• WORK TASK
Each line of the data below from the one holding "target | electrical outlet" to the one holding "target | monitor screen", inclusive, is to be reproduced exactly; no other line belongs in the answer.

━━ INFORMATION SHOWN ━━

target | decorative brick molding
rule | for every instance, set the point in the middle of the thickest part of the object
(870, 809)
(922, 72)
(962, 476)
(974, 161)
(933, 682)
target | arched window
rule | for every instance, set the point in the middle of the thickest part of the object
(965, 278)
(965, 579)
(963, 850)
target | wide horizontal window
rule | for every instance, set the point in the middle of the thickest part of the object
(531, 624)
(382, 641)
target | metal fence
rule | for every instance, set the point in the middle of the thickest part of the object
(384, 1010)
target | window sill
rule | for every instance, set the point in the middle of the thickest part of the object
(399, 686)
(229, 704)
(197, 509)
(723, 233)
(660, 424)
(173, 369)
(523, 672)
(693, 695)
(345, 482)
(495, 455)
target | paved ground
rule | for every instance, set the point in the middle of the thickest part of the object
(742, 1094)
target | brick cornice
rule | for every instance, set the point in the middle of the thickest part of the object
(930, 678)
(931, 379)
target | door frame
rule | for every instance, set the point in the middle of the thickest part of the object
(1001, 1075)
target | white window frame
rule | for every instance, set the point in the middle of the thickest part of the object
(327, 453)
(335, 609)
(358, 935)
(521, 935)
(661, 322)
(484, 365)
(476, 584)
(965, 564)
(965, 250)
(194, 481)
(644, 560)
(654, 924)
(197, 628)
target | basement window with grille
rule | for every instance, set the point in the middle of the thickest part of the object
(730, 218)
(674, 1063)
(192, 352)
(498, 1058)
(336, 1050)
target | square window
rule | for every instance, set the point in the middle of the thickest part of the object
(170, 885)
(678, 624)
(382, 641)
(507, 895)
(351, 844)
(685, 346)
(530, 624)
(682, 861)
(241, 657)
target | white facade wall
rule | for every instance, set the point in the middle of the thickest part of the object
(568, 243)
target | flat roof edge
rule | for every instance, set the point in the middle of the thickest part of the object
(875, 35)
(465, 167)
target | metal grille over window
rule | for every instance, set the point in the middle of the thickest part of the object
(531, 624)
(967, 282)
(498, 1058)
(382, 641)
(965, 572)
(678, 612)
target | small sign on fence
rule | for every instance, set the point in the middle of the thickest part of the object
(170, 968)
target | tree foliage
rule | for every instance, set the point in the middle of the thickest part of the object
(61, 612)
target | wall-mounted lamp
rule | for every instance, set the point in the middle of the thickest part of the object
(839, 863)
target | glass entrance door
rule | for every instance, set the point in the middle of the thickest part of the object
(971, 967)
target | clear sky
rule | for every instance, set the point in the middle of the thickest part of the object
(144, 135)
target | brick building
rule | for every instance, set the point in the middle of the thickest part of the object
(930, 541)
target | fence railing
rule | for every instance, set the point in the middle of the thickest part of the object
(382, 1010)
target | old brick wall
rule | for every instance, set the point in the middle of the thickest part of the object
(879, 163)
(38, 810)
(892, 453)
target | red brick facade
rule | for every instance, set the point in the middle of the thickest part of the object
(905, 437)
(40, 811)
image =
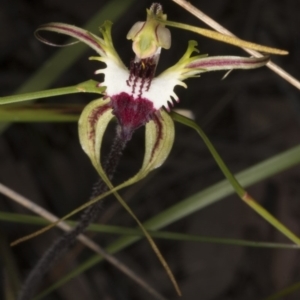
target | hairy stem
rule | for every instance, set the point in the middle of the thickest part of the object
(88, 216)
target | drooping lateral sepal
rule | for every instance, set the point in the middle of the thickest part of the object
(103, 46)
(218, 63)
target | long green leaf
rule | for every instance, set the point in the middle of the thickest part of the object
(198, 201)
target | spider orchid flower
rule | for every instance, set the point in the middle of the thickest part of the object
(134, 95)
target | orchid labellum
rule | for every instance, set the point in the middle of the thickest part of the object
(134, 95)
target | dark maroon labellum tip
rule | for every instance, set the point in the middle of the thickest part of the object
(131, 113)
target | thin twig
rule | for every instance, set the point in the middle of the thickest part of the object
(25, 202)
(216, 26)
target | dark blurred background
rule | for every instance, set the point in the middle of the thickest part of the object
(250, 116)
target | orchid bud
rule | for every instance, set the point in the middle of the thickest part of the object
(148, 37)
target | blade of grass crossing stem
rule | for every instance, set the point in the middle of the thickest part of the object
(237, 187)
(186, 207)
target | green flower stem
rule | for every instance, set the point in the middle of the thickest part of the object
(198, 201)
(167, 235)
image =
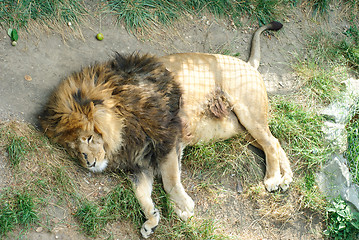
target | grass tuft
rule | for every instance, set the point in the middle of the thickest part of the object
(17, 149)
(301, 129)
(16, 209)
(141, 15)
(18, 14)
(352, 152)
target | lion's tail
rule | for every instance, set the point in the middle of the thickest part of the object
(255, 55)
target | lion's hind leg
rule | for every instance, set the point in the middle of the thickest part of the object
(171, 178)
(142, 185)
(278, 172)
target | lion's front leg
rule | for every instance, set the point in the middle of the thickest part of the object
(171, 178)
(142, 185)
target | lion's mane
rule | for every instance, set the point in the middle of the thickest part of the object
(131, 101)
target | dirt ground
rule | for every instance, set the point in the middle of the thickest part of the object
(48, 58)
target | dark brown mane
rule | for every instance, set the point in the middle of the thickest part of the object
(131, 101)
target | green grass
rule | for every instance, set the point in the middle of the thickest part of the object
(140, 15)
(120, 204)
(224, 158)
(301, 129)
(17, 149)
(342, 222)
(16, 209)
(352, 152)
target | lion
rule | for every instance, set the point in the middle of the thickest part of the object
(138, 112)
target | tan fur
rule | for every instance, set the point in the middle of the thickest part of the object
(139, 112)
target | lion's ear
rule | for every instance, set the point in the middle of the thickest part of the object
(71, 145)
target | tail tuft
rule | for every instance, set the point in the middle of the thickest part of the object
(275, 26)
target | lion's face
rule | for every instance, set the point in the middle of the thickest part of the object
(89, 148)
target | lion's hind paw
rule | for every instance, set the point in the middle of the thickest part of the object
(150, 225)
(186, 209)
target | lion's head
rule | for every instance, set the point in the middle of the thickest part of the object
(81, 116)
(89, 149)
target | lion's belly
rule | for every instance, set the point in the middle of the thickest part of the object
(205, 79)
(202, 129)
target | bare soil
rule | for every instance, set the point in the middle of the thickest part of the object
(48, 57)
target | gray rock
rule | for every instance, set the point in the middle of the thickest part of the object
(335, 180)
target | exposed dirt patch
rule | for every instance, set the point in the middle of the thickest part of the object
(47, 58)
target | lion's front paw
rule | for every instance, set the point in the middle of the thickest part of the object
(150, 225)
(287, 179)
(272, 184)
(185, 209)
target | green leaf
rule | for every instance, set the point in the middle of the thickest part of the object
(14, 36)
(341, 226)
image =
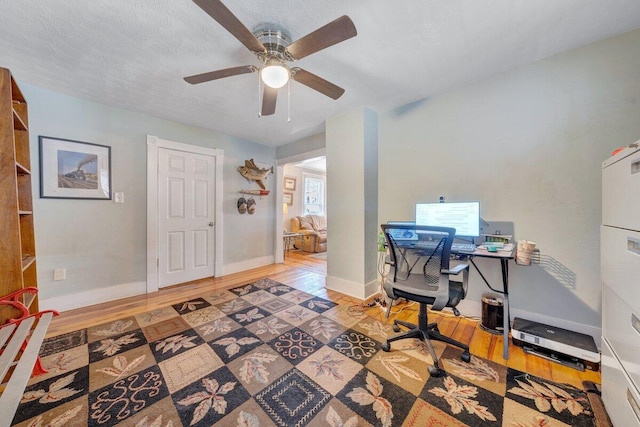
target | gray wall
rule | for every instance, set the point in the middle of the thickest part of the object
(103, 244)
(528, 144)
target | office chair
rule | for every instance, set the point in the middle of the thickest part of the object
(419, 259)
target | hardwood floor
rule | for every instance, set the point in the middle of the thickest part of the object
(308, 274)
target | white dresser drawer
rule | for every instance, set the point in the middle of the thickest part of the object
(621, 328)
(621, 190)
(620, 263)
(619, 396)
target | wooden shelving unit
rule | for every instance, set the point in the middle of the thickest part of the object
(17, 244)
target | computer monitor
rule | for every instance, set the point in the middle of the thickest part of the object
(402, 234)
(463, 216)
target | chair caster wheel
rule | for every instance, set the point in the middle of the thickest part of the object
(435, 372)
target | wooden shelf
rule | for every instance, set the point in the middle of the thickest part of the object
(18, 123)
(18, 260)
(26, 262)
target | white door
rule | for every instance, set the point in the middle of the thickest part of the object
(186, 201)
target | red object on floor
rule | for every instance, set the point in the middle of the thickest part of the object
(13, 300)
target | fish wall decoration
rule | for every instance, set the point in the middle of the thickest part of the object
(252, 172)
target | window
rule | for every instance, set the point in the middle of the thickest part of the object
(313, 202)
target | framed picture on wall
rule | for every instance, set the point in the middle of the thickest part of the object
(287, 198)
(289, 184)
(74, 169)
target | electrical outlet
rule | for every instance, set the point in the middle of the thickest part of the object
(60, 274)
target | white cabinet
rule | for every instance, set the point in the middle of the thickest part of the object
(620, 272)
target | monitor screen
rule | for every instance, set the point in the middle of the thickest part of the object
(463, 216)
(400, 233)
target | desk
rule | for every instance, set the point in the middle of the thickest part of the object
(286, 241)
(504, 258)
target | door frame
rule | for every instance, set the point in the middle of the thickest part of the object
(153, 145)
(280, 164)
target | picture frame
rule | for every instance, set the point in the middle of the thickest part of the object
(74, 169)
(287, 198)
(289, 184)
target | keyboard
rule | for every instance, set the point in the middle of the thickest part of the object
(467, 247)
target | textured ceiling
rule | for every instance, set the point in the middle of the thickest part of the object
(134, 53)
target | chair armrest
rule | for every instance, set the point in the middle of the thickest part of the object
(457, 269)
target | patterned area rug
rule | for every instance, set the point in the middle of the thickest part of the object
(266, 354)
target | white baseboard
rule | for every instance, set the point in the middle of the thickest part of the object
(237, 267)
(353, 289)
(92, 297)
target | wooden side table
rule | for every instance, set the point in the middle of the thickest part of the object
(287, 239)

━━━

• OUTPUT
target | electrical outlet
rule | for every instance, set the point in the middle of the thickest part of the object
(60, 274)
target | white cabinet
rule | for every instance, set the point in the middle of the thickest part of the object
(620, 272)
target | monitor screen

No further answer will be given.